(HOW TO COMPLETE THIS TASK): Write out each entry below exactly; the images do not belong in your copy.

(Natural language region descriptions):

^^^^^^^^^^^^^^^^

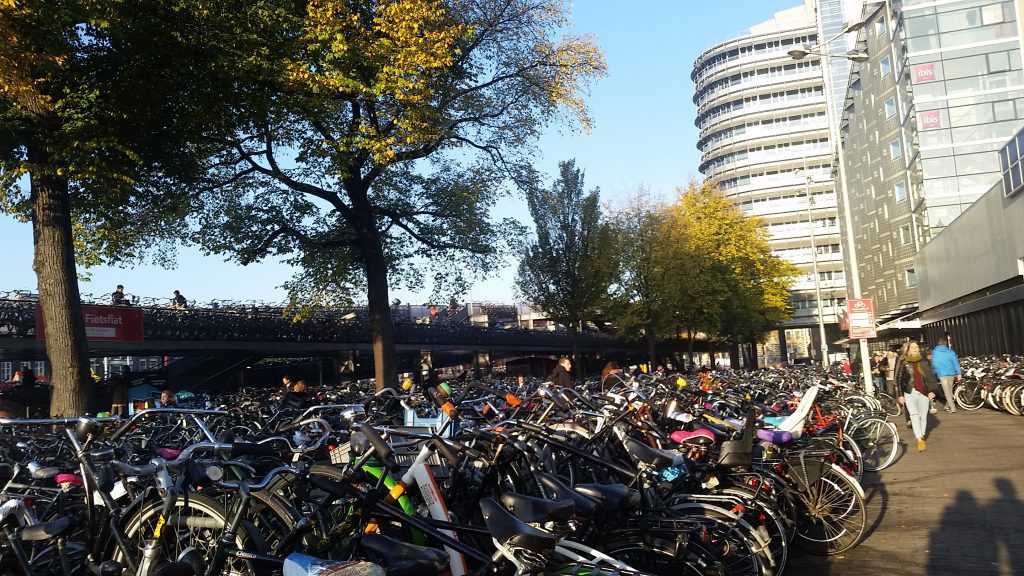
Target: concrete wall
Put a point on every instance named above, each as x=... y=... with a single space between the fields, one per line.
x=980 y=248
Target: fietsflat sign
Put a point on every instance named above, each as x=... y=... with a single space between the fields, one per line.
x=860 y=313
x=104 y=323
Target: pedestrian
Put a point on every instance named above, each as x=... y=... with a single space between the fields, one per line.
x=28 y=376
x=178 y=301
x=878 y=363
x=918 y=382
x=890 y=370
x=118 y=387
x=118 y=297
x=560 y=375
x=167 y=399
x=947 y=369
x=611 y=376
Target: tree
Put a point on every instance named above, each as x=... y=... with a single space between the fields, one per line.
x=99 y=110
x=643 y=290
x=730 y=283
x=566 y=271
x=382 y=130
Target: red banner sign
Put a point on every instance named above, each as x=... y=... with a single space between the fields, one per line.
x=104 y=323
x=860 y=313
x=924 y=73
x=929 y=120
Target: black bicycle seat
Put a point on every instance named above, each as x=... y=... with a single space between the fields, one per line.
x=646 y=454
x=585 y=507
x=401 y=559
x=507 y=529
x=610 y=496
x=47 y=530
x=534 y=510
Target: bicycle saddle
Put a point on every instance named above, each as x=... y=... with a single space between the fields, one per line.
x=401 y=559
x=585 y=507
x=653 y=456
x=778 y=438
x=302 y=565
x=610 y=496
x=719 y=433
x=47 y=530
x=168 y=453
x=536 y=510
x=695 y=438
x=508 y=530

^^^^^^^^^^^^^^^^

(ANSWER SPACE):
Target: concrete wall
Put a point on every instance named above, each as x=... y=... with a single space between the fields, one per line.
x=980 y=248
Target: fietsflat sign
Put a point on every instance named above, each as x=... y=... with a single space between the fields, one per line.
x=860 y=313
x=104 y=323
Target: pedestrian
Put a point on every instance named above, each as x=... y=... with a single space between the fields, one per line.
x=28 y=376
x=178 y=301
x=878 y=363
x=918 y=382
x=890 y=370
x=118 y=387
x=118 y=297
x=560 y=375
x=167 y=399
x=947 y=369
x=611 y=376
Target: tree
Put a point on every instance named above, each as x=... y=... with a single space between the fields, one per line.
x=99 y=110
x=643 y=290
x=730 y=283
x=566 y=271
x=382 y=130
Target: red banner sign
Put a point on every instance named above, each as x=... y=... with a single space between the fields, one per line.
x=104 y=323
x=860 y=313
x=924 y=73
x=929 y=120
Target: black bicycle seat
Put a point on every instance named above, each as x=... y=... with a single space between the fields, one per line.
x=646 y=454
x=585 y=507
x=401 y=559
x=507 y=529
x=610 y=496
x=47 y=530
x=534 y=510
Target: bicycle saddle
Put a point on every instance named above, each as x=... y=... with a single space between the fields, one per line.
x=401 y=559
x=585 y=507
x=653 y=456
x=778 y=438
x=302 y=565
x=610 y=496
x=719 y=433
x=47 y=530
x=168 y=453
x=536 y=510
x=695 y=438
x=508 y=530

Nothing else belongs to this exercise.